## Document excerpt:
□ □ □ □ □ □ □
10.4.1 Preparing the Corpora for Use [#]
You will need to prepare the following directory structure:
|
|__"clean" (directory containing unannotated documents in XML form)
|
|__"marked" (directory containing annotated documents in XML form)
|
|__"processed" (directory containing the datastore which is generated
when you ‘store corpus for future evaluation’)
- main: you should have a main directory containing subdirectories for your matched corpora. It does not matter what this directory is called. This is the directory you will select when the program prompts, ‘Please select a directory which contains the documents to be evaluated’.
- clean: Make a directory called ‘clean’ (case-sensitive), and in it, make a copy of your corpus that does not contain the annotations that your application creates (though it may contain other annotations). The corpus benchmark tool will apply your application to this corpus, so it is important that the annotations it creates are not already present in the corpus. You can create this corpus by copying your ‘marked’ corpus and deleting the annotations in question from it.
□ □ □ □ □ □ □
## Data lines:
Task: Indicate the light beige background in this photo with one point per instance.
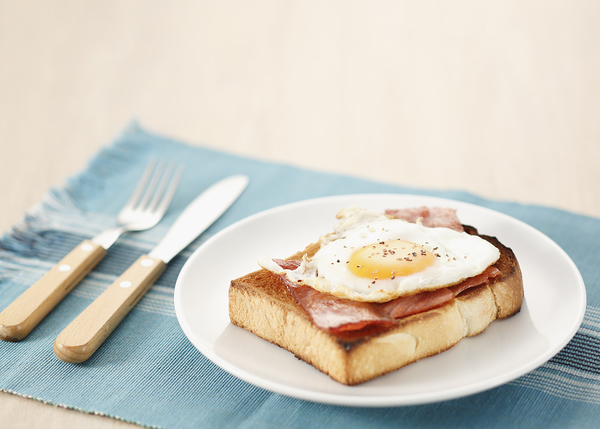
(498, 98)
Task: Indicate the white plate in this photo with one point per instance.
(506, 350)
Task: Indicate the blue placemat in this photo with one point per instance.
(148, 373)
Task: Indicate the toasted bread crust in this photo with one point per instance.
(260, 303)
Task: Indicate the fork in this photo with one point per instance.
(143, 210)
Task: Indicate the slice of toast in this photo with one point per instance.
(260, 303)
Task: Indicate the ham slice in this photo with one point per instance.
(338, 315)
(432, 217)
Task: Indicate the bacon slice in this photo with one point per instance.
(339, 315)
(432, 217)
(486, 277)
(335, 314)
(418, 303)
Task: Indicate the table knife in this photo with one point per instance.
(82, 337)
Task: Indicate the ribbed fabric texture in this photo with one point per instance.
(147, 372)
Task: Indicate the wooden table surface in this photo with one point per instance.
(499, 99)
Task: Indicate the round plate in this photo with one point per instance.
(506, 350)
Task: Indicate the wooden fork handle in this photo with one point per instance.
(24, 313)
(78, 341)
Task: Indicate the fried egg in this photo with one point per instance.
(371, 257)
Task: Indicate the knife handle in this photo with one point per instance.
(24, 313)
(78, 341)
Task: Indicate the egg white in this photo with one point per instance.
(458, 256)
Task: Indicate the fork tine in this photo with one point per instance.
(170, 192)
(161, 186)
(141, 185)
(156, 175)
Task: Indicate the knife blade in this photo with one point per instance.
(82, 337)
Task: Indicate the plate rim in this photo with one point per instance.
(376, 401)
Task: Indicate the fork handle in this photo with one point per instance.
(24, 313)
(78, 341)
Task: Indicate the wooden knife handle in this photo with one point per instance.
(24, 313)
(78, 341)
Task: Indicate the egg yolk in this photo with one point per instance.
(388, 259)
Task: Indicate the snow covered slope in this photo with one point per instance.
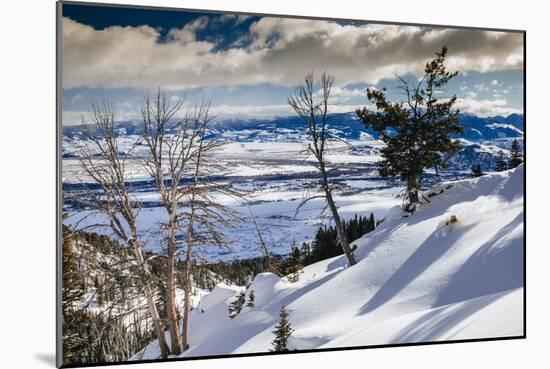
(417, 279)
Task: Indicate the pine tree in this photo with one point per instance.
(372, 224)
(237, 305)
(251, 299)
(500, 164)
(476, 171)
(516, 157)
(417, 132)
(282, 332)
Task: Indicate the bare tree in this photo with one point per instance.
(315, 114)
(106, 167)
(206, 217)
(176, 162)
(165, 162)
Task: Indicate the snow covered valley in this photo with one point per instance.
□ □ □ □ □ □ □
## Goal 1:
Edit the corpus preparation instructions, everything from "- main: you" down to "to be evaluated’.", so that "subdirectories" becomes "subfolders".
## Goal 2:
Pick up the corpus preparation instructions after their last sentence and keep writing.
The lines have nothing to do with the instructions for preparing corpora.

## Result 1:
- main: you should have a main directory containing subfolders for your matched corpora. It does not matter what this directory is called. This is the directory you will select when the program prompts, ‘Please select a directory which contains the documents to be evaluated’.

## Result 2:
- marked: you should have a ‘gold standard’ copy of your corpus in a directory called ‘marked’ (case-sensitive), containing the annotations to which the program will compare those produced by your application. The idea of the corpus benchmark tool is to tell you how good your application performance is relative to this annotation set. The ‘marked’ corpus should contain exactly the same documents as the ‘clean’ set.
- processed: this directory contains a third version of the corpus. This directory will be created by the tool itself, when you run ‘store corpus for future evaluation’. We will explain how to do this in Section 10.4.3
10.4.2 Defining Properties [#]
The properties of the corpus benchmark tool are defined in the file ‘corpus_tool.properties’, which should be located in the GATE home directory. GATE will tell you where it’s looking for the properties file in the ‘message’ panel when you run the Corpus Benchmark Tool. It is important to prepare this file before attempting to run the tool because there is no file present by default, so unless you prepare this file, the corpus benchmark tool will not work!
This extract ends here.